▸ THE PROBLEM: How many lines in the material below contain the string "arched"? Reply with the number alone.

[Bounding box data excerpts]
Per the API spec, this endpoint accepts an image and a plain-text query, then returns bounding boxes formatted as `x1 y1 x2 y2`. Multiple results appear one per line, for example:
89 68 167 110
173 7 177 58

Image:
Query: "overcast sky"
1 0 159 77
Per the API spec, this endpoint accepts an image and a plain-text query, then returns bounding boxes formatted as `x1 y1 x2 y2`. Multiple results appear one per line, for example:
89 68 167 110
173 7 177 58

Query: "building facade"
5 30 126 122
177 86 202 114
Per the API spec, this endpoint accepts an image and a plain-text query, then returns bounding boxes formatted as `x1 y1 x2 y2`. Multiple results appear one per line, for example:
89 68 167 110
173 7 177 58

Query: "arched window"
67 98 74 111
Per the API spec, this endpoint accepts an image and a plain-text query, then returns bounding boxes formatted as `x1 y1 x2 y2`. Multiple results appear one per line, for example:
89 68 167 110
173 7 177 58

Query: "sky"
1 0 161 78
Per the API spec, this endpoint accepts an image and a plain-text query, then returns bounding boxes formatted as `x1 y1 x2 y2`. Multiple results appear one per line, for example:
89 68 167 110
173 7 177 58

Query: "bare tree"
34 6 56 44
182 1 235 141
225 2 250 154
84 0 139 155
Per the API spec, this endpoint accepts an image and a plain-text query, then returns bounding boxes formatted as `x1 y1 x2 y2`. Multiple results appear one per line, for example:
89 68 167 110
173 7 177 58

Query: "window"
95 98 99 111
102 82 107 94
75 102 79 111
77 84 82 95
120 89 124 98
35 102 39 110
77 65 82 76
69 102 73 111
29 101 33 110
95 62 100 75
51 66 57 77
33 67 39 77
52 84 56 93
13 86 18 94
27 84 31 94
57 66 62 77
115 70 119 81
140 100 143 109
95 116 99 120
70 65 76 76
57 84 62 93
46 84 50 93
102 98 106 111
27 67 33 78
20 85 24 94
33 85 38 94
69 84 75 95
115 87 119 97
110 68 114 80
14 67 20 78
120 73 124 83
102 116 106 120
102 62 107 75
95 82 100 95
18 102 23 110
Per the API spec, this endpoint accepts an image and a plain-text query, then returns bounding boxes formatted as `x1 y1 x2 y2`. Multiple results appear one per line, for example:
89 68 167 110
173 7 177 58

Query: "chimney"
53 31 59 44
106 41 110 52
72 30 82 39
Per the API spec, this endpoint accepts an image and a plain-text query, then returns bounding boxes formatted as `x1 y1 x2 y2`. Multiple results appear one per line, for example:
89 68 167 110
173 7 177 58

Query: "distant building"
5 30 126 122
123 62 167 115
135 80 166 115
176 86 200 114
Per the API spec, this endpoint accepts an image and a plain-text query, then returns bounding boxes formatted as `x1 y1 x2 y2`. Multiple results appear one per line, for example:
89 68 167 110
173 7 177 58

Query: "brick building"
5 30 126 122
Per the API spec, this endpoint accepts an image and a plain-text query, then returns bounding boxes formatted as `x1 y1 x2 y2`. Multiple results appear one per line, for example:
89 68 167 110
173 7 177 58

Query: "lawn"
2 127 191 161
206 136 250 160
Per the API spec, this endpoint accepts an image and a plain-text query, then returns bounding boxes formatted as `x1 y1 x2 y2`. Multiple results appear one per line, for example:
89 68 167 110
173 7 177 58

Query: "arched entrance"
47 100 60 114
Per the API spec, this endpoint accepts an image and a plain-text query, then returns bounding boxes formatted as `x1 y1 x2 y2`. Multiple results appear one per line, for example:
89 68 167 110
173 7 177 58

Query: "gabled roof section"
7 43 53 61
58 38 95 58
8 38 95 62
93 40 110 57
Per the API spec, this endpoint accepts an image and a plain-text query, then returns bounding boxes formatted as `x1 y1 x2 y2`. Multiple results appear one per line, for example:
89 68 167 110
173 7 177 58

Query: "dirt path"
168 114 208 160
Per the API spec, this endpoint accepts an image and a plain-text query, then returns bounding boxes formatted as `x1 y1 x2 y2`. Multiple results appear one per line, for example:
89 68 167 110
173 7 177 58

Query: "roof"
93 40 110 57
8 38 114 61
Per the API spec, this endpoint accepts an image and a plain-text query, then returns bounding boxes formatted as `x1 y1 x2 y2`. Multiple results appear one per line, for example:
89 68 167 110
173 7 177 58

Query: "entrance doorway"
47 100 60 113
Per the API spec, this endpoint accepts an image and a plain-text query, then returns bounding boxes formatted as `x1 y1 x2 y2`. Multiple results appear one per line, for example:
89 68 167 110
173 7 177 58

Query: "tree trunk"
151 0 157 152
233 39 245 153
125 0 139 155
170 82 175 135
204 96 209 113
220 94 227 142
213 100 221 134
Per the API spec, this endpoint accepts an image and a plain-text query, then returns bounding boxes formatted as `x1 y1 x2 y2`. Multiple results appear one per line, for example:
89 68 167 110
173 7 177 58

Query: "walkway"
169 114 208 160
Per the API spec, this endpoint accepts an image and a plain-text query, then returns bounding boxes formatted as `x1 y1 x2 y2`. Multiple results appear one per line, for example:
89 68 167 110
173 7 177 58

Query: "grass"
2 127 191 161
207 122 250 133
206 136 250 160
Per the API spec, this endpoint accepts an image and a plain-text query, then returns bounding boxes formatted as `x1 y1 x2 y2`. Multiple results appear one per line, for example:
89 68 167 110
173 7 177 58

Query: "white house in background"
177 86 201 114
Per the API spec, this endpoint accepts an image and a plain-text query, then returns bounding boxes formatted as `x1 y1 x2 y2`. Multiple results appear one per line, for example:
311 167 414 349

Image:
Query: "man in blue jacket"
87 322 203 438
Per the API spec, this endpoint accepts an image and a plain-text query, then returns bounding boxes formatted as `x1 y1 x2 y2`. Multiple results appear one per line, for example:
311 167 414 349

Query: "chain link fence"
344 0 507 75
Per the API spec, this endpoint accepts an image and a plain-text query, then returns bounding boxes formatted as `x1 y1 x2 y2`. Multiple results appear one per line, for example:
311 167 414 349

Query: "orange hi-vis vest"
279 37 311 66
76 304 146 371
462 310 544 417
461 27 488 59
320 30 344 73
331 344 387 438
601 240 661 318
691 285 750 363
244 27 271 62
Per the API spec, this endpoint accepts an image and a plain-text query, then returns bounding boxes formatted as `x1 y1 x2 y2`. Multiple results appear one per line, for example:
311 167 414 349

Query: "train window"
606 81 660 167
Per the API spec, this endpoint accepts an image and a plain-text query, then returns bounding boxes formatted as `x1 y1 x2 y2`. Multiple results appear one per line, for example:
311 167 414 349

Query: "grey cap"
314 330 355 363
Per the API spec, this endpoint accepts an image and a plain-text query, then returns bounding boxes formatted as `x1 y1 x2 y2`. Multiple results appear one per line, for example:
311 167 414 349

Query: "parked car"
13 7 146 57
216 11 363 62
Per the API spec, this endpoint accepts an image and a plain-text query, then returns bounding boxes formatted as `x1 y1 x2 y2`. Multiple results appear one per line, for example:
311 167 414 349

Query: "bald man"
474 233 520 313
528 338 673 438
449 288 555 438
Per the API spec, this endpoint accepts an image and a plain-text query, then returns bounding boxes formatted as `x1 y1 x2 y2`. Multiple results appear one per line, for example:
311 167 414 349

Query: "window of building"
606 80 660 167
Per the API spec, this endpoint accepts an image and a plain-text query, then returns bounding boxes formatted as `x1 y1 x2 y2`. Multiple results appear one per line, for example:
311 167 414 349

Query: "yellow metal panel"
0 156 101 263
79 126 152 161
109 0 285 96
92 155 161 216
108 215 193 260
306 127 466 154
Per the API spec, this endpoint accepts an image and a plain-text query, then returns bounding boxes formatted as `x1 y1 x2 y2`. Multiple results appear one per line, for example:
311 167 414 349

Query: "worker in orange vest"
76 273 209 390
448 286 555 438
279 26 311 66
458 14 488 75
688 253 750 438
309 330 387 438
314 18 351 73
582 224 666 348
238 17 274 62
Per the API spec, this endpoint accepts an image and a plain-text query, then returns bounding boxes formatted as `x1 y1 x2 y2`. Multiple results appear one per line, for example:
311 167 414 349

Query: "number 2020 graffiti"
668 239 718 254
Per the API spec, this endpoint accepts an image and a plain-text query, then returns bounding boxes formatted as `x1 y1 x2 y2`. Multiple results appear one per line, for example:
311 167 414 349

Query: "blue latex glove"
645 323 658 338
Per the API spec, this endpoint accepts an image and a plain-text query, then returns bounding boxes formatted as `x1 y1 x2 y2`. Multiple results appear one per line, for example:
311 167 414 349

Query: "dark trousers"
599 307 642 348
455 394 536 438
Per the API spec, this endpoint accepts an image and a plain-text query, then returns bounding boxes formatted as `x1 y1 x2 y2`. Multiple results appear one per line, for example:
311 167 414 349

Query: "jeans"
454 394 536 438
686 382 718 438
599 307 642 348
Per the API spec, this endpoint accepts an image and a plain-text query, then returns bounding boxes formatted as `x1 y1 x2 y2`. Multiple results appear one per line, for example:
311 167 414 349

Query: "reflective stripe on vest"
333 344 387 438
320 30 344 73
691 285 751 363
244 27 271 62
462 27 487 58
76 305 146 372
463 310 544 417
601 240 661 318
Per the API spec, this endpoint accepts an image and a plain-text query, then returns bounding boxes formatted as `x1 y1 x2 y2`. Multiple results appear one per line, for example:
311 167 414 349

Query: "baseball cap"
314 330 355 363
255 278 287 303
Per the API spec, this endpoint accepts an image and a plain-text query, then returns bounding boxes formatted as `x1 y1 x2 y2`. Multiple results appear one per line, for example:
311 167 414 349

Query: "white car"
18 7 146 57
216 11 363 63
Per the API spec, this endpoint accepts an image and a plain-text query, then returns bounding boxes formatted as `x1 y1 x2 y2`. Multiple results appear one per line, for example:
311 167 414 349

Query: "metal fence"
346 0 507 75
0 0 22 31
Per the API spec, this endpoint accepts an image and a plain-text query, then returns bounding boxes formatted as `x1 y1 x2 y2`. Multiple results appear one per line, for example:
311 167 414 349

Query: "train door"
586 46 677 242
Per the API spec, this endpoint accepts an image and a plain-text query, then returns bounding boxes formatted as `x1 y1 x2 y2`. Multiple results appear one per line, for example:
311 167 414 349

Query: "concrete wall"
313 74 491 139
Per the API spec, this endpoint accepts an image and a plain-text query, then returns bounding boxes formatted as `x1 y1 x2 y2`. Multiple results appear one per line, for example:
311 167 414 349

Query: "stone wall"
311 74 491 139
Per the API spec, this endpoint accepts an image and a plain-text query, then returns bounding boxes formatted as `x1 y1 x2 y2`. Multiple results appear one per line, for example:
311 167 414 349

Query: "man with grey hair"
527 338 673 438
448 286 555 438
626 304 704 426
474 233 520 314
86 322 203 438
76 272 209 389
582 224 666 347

▸ COMPLETED EXERCISE: 2